* **DATA TO EXAMINE**
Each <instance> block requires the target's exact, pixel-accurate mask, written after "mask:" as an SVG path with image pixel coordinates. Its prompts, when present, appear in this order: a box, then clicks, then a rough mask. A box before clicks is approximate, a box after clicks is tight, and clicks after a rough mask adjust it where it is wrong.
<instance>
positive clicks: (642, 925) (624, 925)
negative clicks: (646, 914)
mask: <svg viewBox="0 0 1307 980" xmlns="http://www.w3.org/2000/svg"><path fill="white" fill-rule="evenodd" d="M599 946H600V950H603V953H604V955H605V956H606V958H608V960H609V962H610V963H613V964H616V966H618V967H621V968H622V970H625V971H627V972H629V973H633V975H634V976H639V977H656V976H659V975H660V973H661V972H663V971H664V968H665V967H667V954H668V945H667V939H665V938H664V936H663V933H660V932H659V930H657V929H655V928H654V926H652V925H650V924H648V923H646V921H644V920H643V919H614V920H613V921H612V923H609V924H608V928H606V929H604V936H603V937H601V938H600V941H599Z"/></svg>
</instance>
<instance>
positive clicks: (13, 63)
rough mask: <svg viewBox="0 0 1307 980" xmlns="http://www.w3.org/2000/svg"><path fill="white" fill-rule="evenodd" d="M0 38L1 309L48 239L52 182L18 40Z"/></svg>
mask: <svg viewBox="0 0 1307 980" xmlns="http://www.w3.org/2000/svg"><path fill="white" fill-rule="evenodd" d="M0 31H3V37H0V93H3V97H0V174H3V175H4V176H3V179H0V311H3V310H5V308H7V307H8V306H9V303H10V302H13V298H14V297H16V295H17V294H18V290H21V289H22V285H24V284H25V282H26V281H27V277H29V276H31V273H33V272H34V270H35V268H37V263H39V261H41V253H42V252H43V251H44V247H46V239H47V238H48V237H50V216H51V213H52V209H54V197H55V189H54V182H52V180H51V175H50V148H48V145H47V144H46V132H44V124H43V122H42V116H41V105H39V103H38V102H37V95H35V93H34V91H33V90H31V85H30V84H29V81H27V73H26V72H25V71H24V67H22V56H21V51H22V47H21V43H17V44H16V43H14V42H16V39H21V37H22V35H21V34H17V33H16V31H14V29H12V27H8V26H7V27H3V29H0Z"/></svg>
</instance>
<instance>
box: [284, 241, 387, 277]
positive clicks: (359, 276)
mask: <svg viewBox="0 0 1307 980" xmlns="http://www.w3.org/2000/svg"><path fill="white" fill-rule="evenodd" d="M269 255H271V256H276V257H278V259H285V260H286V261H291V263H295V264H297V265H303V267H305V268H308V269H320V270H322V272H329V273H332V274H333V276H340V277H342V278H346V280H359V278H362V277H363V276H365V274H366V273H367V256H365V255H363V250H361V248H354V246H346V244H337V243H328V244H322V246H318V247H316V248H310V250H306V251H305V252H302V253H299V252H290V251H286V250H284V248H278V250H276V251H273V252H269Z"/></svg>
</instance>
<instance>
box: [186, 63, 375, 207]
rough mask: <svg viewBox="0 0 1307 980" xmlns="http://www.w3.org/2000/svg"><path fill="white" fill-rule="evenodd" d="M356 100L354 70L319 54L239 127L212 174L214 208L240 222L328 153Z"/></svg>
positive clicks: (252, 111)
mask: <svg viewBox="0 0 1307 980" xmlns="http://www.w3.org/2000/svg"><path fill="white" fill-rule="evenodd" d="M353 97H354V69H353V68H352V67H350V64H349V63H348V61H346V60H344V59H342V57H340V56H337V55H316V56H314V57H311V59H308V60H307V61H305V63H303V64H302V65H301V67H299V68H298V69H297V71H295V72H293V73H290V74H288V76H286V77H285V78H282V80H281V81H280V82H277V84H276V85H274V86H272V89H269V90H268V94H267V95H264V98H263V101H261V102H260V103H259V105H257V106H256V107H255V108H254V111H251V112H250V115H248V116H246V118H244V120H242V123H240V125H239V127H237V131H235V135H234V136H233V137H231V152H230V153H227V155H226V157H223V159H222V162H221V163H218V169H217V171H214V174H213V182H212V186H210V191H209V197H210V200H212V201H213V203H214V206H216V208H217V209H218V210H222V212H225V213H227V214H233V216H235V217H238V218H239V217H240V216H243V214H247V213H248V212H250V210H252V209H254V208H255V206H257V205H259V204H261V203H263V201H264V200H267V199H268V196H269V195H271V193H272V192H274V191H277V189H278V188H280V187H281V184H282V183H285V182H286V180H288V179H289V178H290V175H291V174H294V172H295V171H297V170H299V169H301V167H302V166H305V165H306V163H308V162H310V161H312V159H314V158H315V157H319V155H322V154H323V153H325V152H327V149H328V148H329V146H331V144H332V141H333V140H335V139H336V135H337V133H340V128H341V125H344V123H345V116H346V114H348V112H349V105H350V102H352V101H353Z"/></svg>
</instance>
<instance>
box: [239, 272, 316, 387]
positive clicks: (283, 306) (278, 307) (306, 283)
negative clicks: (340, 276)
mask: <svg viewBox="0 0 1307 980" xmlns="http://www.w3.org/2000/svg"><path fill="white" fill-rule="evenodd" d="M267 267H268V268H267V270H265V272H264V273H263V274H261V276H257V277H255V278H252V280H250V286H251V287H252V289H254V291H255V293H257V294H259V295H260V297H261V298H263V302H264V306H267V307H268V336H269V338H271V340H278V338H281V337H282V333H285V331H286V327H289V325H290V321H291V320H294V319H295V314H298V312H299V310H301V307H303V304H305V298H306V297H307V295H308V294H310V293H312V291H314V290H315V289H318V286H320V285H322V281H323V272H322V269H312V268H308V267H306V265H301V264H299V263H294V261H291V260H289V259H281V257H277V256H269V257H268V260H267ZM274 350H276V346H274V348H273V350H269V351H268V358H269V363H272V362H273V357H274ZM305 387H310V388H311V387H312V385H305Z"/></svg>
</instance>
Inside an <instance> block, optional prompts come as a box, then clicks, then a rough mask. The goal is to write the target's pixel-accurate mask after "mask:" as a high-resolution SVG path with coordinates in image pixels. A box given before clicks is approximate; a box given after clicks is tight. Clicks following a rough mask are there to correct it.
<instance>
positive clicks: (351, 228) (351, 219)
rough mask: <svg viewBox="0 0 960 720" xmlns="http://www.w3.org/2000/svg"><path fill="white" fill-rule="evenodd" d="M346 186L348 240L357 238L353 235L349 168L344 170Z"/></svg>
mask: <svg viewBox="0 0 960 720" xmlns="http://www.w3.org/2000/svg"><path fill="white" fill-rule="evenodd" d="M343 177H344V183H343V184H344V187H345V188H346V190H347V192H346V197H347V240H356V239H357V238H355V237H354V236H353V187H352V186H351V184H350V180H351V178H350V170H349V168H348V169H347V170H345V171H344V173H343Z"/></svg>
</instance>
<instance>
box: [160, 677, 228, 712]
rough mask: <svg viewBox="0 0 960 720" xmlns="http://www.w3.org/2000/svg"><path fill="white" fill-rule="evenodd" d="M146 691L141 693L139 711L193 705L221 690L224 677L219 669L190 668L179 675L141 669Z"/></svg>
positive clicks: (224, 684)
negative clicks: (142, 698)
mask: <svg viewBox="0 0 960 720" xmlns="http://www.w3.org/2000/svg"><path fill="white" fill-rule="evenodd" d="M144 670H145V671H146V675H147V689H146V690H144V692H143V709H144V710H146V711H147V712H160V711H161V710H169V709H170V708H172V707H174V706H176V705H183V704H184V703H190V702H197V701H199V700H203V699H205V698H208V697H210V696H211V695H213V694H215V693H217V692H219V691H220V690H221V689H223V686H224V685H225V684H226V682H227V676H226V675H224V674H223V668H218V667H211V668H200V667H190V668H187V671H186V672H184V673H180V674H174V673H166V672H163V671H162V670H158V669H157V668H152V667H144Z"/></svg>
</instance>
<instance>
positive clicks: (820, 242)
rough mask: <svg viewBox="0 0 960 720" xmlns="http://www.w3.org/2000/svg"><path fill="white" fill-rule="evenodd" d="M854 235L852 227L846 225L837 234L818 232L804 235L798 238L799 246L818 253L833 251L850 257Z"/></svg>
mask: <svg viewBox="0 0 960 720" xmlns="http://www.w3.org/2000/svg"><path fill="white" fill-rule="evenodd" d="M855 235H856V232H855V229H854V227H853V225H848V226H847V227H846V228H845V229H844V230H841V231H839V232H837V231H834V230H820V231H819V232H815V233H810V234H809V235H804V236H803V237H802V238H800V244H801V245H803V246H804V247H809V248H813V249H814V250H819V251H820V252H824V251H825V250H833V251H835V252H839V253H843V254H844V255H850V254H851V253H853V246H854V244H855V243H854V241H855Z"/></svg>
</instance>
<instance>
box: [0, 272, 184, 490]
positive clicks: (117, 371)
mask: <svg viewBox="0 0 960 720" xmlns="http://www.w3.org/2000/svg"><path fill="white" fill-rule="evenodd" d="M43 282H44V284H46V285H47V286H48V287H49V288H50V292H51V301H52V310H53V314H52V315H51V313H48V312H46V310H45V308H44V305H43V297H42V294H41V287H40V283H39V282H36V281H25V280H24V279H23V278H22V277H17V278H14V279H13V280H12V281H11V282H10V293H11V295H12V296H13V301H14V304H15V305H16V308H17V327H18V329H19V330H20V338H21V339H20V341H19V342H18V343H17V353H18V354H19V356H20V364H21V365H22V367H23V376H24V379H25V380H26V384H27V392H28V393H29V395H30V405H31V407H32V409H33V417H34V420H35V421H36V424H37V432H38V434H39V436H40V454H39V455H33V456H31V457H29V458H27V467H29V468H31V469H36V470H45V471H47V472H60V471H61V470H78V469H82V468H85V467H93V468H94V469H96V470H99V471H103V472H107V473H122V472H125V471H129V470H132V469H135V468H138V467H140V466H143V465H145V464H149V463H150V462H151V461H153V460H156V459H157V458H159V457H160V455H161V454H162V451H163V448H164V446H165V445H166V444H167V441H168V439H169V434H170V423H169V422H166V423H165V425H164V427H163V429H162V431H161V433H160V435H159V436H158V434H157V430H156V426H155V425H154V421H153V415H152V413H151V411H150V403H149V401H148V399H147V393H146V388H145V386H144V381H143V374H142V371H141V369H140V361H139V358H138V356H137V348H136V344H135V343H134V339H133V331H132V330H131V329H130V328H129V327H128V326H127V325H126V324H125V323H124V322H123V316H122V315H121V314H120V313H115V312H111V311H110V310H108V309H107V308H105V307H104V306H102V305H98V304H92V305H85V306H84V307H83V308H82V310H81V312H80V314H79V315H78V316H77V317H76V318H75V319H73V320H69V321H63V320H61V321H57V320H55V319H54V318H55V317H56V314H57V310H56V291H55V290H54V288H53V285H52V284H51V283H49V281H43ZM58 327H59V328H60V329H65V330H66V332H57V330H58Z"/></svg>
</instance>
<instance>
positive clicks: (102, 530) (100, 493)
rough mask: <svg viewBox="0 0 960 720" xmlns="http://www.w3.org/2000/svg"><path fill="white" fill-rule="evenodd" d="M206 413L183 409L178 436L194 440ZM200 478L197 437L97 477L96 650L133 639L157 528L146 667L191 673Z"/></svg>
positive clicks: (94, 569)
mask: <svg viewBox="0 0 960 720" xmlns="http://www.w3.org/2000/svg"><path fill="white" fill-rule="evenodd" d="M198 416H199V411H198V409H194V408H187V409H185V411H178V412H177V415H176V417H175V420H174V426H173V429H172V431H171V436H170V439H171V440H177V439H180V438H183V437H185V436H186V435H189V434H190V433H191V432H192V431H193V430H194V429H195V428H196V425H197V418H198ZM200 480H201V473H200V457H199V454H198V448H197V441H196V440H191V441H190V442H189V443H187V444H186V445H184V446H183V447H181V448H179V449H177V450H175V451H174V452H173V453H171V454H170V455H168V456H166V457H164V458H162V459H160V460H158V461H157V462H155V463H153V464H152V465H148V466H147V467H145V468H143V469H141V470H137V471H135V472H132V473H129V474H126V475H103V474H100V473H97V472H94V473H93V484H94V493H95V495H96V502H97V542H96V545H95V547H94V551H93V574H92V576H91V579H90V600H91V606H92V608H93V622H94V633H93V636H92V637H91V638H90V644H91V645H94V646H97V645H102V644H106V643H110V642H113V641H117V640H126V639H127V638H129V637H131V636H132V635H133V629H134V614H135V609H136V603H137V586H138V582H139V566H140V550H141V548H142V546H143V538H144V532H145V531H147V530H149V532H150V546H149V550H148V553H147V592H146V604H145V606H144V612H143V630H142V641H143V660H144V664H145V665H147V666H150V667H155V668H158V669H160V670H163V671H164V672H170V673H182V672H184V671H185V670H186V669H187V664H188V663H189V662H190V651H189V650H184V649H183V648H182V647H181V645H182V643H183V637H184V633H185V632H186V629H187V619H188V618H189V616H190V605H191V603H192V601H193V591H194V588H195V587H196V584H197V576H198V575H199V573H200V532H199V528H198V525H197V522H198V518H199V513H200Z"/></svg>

* **REQUEST**
Count the lines in the rows above that contain the string "pixel", matching case exactly. Give only the number.

* **TASK RESULT**
2